## Texto de origem

VIII - A segurança consiste na proteção concedida pela sociedade a cada um dos seus membros para a conservação da sua pessoa, de seus direitos e de suas propriedades.

XVI - O direito de propriedade é aquele que pertence a todo cidadão de gozar e dispor à vontade de seus bens, rendas, fruto de seu trabalho e de sua indústria.

XIX - Ninguém pode ser privado de uma parte de sua propriedade sem sua licença, a não ser quando a necessidade pública legalmente constatada o exige e com a condição de uma justa e anterior indenização.

F) Declaração Universal dos Direitos Humanos (ONU, 1.948).

Artigo XVII

1. Toda pessoa tem direito à propriedade, só ou em sociedade com outros.

2. Ninguém será arbitrariamente privado de sua propriedade.

G) Constituição Imperial (Brasil) 1824:

Art. 179. A inviolabilidade dos Direitos Civis, e Políticos dos Cidadãos Brazileiros, que tem por base a liberdade, a segurança individual, e a propriedade, é garantida pela Constituição do Imperio, pela maneira seguinte.

## Material fornecido

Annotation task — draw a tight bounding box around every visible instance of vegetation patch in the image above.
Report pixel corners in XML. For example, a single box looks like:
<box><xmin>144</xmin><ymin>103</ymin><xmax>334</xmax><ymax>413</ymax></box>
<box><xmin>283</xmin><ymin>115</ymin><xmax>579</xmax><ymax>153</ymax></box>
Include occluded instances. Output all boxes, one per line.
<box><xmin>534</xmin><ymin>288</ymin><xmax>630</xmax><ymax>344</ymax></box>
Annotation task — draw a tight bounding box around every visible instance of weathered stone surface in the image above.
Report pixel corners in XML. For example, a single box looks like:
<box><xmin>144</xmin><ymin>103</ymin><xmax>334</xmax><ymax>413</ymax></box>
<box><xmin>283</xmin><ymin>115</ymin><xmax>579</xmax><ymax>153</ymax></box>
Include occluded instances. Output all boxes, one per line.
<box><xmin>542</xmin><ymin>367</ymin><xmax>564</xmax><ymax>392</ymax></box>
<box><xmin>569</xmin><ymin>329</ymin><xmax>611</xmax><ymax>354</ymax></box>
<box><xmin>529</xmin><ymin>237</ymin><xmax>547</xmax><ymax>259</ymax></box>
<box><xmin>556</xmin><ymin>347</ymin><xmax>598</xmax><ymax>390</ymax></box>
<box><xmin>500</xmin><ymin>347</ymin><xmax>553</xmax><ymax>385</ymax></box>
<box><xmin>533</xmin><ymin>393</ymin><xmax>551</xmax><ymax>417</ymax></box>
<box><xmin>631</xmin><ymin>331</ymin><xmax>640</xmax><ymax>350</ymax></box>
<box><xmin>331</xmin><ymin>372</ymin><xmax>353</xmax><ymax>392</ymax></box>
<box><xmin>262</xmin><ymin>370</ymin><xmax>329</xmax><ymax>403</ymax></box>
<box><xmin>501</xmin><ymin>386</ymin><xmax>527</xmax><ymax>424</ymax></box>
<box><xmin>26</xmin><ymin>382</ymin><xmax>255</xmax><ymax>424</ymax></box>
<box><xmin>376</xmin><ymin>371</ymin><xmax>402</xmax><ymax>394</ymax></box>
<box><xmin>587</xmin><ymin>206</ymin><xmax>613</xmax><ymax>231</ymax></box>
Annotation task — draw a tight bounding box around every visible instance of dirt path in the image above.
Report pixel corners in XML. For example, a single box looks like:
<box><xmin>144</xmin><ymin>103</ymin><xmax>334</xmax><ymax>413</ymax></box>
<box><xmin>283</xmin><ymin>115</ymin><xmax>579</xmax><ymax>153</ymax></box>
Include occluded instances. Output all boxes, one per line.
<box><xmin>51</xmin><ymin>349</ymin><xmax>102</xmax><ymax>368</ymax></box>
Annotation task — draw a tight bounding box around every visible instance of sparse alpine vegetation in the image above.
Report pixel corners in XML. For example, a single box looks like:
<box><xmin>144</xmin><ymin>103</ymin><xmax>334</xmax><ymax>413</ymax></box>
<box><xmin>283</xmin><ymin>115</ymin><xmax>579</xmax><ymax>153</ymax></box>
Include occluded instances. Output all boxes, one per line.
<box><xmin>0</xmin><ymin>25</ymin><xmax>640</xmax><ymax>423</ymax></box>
---
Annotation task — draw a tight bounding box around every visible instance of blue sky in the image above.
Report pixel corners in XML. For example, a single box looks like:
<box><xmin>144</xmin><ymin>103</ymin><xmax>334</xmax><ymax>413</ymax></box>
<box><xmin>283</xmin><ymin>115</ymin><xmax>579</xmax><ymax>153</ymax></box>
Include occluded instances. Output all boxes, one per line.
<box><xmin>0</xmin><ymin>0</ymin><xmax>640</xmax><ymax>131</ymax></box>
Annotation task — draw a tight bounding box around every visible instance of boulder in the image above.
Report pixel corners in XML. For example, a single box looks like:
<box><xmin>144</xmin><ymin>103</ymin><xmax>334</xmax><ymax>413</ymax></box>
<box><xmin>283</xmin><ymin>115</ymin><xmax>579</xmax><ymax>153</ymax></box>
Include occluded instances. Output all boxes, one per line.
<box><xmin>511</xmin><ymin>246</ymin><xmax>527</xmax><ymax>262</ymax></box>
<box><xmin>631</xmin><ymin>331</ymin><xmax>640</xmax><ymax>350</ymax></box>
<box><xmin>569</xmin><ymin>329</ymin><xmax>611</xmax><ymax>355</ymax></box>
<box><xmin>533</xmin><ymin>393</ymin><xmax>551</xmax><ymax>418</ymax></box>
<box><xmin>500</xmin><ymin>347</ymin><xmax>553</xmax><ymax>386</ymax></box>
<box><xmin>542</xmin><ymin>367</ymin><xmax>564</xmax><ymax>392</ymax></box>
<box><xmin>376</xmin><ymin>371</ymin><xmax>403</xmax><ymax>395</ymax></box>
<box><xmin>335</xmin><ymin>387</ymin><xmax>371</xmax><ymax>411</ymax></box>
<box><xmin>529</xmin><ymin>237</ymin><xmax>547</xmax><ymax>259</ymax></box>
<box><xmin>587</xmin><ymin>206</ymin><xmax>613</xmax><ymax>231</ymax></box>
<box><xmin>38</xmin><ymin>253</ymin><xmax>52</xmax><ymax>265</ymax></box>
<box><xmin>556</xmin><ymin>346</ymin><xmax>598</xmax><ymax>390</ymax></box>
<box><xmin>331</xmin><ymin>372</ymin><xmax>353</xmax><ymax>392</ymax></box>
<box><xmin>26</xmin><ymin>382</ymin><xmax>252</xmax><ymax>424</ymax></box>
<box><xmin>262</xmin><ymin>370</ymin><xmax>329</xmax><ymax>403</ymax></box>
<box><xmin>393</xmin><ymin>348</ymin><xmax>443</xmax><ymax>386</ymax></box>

## Tarefas
- 1) Segundo o item VIII do texto de origem, em que consiste a segurança?
- 2) Reproduza do texto de origem o trecho que começa em "XVI - O direito" e termina em "de sua propriedade.".

## Respostas
- 1) A segurança consiste na proteção concedida pela sociedade a cada um dos seus membros para a conservação da sua pessoa, de seus direitos e de suas propriedades.

- 2)
XVI - O direito de propriedade é aquele que pertence a todo cidadão de gozar e dispor à vontade de seus bens, rendas, fruto de seu trabalho e de sua indústria.

XIX - Ninguém pode ser privado de uma parte de sua propriedade sem sua licença, a não ser quando a necessidade pública legalmente constatada o exige e com a condição de uma justa e anterior indenização.

F) Declaração Universal dos Direitos Humanos (ONU, 1.948).

Artigo XVII

1. Toda pessoa tem direito à propriedade, só ou em sociedade com outros.

2. Ninguém será arbitrariamente privado de sua propriedade.